+++ Given text +++
The "gråsone": On AI, the opportunities and the limits
I use AI every day, both professionally and personally. But what I want to write about is not the tools, it’s what we do with the space they create. My most honest summary of using AI is that it is like working with the ultimate junior on your team. One who has read everything, experienced nothing, and is profoundly unbothered by the prospect of being confidently wrong.
This framing matters because the most useful question is no longer whether to use AI. That debate is about as productive as choosing between email and fax. The real conversation is how we choose to work with it, and what that choice makes possible for everyone in an organisation.
McKinsey found that 88% of organisations use AI in at least one business function, yet only 6% report meaningful financial impact. Deloitte puts it in starker terms: only 25% of organisations have successfully moved AI from pilot to production. These numbers are not a verdict on AI; they are a reminder that tools become transformative when people use them with purpose, skill, and courage. The gap will close when the people using them understand what they are doing and why. That, if you ask me, is where the most exciting opportunity now lies.
Three layers
When I think about where AI belongs in daily work, I fit it into three layers. Seeing it this way clarifies not only what AI is good at, but also where we become even more valuable.
The production layer is where things are drafted, formatted, summarised, and documented. Status reports, meeting notes, research synthesis, and action lists sit here. If you are still allocating senior attention to this, you are misallocating your most expensive resources. AI belongs here almost entirely, and it handles it well. This is a genuine gift because it clears the plate for work that actually requires human thinking, taste, and experience.
The structural layer is where frameworks, options, and scenarios take shape. Competitive analysis, scenario planning, risk mapping, and go-to-market structures all live here. AI brings the options to the table so you can see the game more clearly. Used well, it becomes an expansive lens rather than a cage, widening the space in which decision-making can operate.
The judgement layer is where the real decisions live. Which direction to pursue. What to walk away from. Whether the strategy is genuinely coherent or only internally consistent. Whether a brand idea is actually tangible or just sounds good. Whether the aesthetics, design, and message follow the crowd or reflect something genuinely original. This layer is non-negotiable and entirely human, and it becomes more important as AI absorbs the layers beneath it.
Many organisations have automated the production layer. A smaller number use the structural layer with genuine intent, and that is exactly where investment should go. The structural layer feeds the judgement layer. The better your frameworks, options, and scenario thinking, the clearer and more intentional your decisions become. Organisations that build this capability now will stand out in a landscape where raw productivity is increasingly commoditised. The goal is not to make people busier at the top, but to make the time they spend at the judgement layer worth more.
From an optimistic perspective, it gives us a real chance to redirect our energy from volume to value, if we are willing to understand the structural capabilities that get us there.
The gråsone
The most consequential work usually lives in the gråsone, as we call it in Norwegian. The grey zone. It is the space where data points one way and instinct points another. It is where the opportunity lies not in what the market currently looks like, but in what it could become.
Generative AI is, at its core, a pattern engine. Give it a structured problem, and it will synthesise and organise faster than anyone you have ever worked with. What it shouldn’t do is tell you which frame to set in the first place. The grey zone is not a weakness in the system. It is where value is created or destroyed, and the arena where leaders and creators matter most.
+++
> _Actions to take_
1 – According to the AI essay, what percentage of organizations report meaningful financial impact from AI, based on McKinsey's findings?
2 – For each statement, say whether it agrees with the AI essay, and quote the words that decide it. (a) AI belongs almost entirely in the production layer. (b) Deloitte reports that half of organizations have moved AI from pilot to production. (c) The judgement layer is shared between people and AI.
The material after the AI essay is not needed.
+++ Dataset extract +++
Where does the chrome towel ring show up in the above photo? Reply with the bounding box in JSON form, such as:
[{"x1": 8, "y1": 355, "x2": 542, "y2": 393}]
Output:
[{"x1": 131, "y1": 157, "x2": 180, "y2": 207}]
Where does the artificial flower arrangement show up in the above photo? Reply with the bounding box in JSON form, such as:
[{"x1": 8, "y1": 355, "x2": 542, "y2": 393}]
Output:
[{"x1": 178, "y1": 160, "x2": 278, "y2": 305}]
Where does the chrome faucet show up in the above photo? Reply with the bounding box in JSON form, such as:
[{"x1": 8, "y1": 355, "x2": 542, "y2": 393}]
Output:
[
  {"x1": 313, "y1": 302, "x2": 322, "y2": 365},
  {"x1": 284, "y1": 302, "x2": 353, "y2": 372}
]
+++
> _Solution set_
1 – Only 6% of organizations report meaningful financial impact.

2 –
(a) Yes: "AI belongs here almost entirely, and it handles it well."
(b) No: "only 25% of organisations have successfully moved AI from pilot to production."
(c) No: "This layer is non-negotiable and entirely human."